(Requirement):
Render the lines below as a Markdown table with two columns, Row and Line. Number each row and leave out any blank lines.

(Recorded information):
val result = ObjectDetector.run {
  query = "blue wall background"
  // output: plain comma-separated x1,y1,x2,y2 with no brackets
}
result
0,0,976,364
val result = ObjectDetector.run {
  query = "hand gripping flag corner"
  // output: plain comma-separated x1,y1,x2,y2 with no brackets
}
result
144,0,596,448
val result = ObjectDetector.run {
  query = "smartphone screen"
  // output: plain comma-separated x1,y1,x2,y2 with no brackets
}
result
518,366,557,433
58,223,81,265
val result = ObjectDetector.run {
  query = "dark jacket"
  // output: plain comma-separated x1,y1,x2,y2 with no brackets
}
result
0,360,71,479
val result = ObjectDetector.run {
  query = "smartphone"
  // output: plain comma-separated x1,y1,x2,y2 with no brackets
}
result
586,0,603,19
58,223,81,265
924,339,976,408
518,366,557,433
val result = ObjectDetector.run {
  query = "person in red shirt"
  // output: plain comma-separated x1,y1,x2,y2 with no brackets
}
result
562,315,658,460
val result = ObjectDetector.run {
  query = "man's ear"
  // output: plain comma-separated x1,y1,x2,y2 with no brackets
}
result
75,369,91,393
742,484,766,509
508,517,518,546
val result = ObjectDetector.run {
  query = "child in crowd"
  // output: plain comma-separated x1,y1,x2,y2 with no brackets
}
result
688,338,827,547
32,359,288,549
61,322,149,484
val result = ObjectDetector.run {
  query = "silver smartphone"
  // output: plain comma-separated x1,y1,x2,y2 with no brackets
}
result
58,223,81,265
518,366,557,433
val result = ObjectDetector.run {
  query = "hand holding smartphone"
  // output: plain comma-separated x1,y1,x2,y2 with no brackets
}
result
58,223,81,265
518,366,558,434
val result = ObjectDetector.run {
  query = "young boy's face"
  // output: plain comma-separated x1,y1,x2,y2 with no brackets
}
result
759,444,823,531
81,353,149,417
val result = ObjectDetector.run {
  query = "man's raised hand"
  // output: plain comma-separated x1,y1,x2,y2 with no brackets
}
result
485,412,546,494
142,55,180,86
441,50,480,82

(Right answer):
| Row | Line |
|---|---|
| 1 | val result = ObjectDetector.run { |
| 2 |   query = "blue wall background" |
| 3 |   // output: plain comma-separated x1,y1,x2,y2 with no brackets |
| 4 | } |
| 5 | result |
| 6 | 0,0,976,364 |
| 7 | val result = ObjectDetector.run { |
| 8 |   query = "hand gripping flag corner" |
| 9 |   // output: plain comma-separated x1,y1,x2,y2 with no brackets |
| 10 | } |
| 11 | result |
| 12 | 144,0,596,448 |
| 13 | val result = ObjectDetector.run { |
| 14 |   query = "smartphone screen" |
| 15 |   // output: plain comma-separated x1,y1,x2,y2 with no brackets |
| 16 | } |
| 17 | result |
| 18 | 518,366,557,433 |
| 19 | 58,223,81,265 |
| 20 | val result = ObjectDetector.run { |
| 21 |   query = "dark jacket" |
| 22 |   // output: plain comma-separated x1,y1,x2,y2 with no brackets |
| 23 | } |
| 24 | result |
| 25 | 0,360,71,479 |
| 26 | val result = ObjectDetector.run { |
| 27 |   query = "smartphone" |
| 28 |   // output: plain comma-separated x1,y1,x2,y2 with no brackets |
| 29 | } |
| 30 | result |
| 31 | 586,0,603,19 |
| 32 | 58,223,81,265 |
| 33 | 924,339,976,408 |
| 34 | 518,366,557,433 |
| 35 | val result = ObjectDetector.run { |
| 36 |   query = "person in red shirt" |
| 37 |   // output: plain comma-separated x1,y1,x2,y2 with no brackets |
| 38 | } |
| 39 | result |
| 40 | 562,315,658,460 |
| 41 | val result = ObjectDetector.run { |
| 42 |   query = "man's ear" |
| 43 |   // output: plain comma-separated x1,y1,x2,y2 with no brackets |
| 44 | } |
| 45 | result |
| 46 | 75,369,91,393 |
| 47 | 742,484,766,509 |
| 48 | 508,517,518,546 |
| 49 | val result = ObjectDetector.run { |
| 50 |   query = "child in crowd" |
| 51 |   // output: plain comma-separated x1,y1,x2,y2 with no brackets |
| 52 | } |
| 53 | result |
| 54 | 688,338,827,547 |
| 55 | 32,359,288,549 |
| 56 | 61,322,149,484 |
| 57 | val result = ObjectDetector.run { |
| 58 |   query = "silver smartphone" |
| 59 |   // output: plain comma-separated x1,y1,x2,y2 with no brackets |
| 60 | } |
| 61 | result |
| 62 | 58,223,81,265 |
| 63 | 518,366,557,433 |
| 64 | val result = ObjectDetector.run { |
| 65 |   query = "hand holding smartphone" |
| 66 |   // output: plain comma-separated x1,y1,x2,y2 with no brackets |
| 67 | } |
| 68 | result |
| 69 | 58,223,81,265 |
| 70 | 518,366,558,434 |
| 71 | val result = ObjectDetector.run { |
| 72 |   query = "young boy's face" |
| 73 |   // output: plain comma-separated x1,y1,x2,y2 with no brackets |
| 74 | } |
| 75 | result |
| 76 | 759,444,823,531 |
| 77 | 81,353,149,417 |
| 78 | val result = ObjectDetector.run { |
| 79 |   query = "man's raised hand" |
| 80 |   // output: plain comma-separated x1,y1,x2,y2 with no brackets |
| 81 | } |
| 82 | result |
| 83 | 485,412,546,494 |
| 84 | 142,55,180,86 |
| 85 | 441,50,480,82 |